_PAGE EXTRACT_:
This practice of intermittently admitting patents to CCU in order to give them a 48-72hr infusion of dobutamine is rapidly becoming a thing of the past. Doesn't seem to make sense- unlike levosimendan, dobutamine is a drug with a short half-life and no active metabolites- but, there does seem to be some lasting effect. Functional class of the patients seems to improve, and the improvement is detectable even 4 weeks after the "holiday".
However, at least one meta-analysis of adrenergic inotropes in heart failure has concluded that while achieving arbitrary haemodynamic targets, these agents might actually have a negative effect on survival (likely by increasing myocardial oxygen demand and causing arrhythmias)
The microcirculatory failure and increased oxygen extraction ratio in septic shock makes inotropes attractive. If one has a low extraction ratio and one feels that this is partly due to poor cardiac output, one may be tempted to use dobutamine as a means of improving the cardiac output to increase systemic oxygen delivery, and decrease the extraction ratio.
Indeed, early small-scale studies have been favourable - at low doses (5mcg/kg/min) a dobutamine infusion improved oxygen delivery and oxygen consumption among 18 septic patients.

_INFORMATION PROVIDED_:
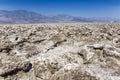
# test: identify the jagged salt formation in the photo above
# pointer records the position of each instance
(79, 51)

_PROMPT 1_: According to the passage on dobutamine, how long after the "holiday" is the improvement in patients' functional class still detectable?
_PROMPT 2_: Pick up the passage on dobutamine after its final sentence, the one ending "among 18 septic patients," and carry it on.

_EXERCISE RESULT 1_: The improvement is still detectable 4 weeks after the "holiday".

_EXERCISE RESULT 2_:
But does this really work on the microcirculation? And if so, then does it translate into better haemodynamic variables? A study has been published in 2013, describing the use of dobutamine purely as a microcirculatory vasomotor agent, and its outcome was depressing: at 5mcg/kg/hr, dobutamine failed to improve any of the measured perfusion parameters in septic shock, including lactate. However, this study focussed purely on the microvascular effects: patients with a cardiac index less than 2.5 l/min/m2 were excluded.
Let's say that in the process of battling hypotension, you have actually managed to kill off the microcirculation with your vasopressors. Will dobutamine rescue the little vessels? To some extent, yes- one trial of dobutamine plus terlipressin (the DOBUPRESS study) had demonstrated that terlipressin decreased the ScvO2 to about 59% on average, and this was restored to 69% with a dobutamine infusion. However, it took 20mcg/kg/min of dobutamine, which is a dose fraught with arrhythmic complications.
There are few reasons as to why one would NOT use dobutamine when an indication presents itself. The major reason would be some sort of bizarre cardiac response to beta-1 stimulation, something paradoxical and counterproductive.
Dobutamine seems to be a drug free of harmful interactions, according to the manufacturer's PI data; the only interactions mentioned are constructive ones (eg. the benefits of using it concurrently with other vasoactive agents).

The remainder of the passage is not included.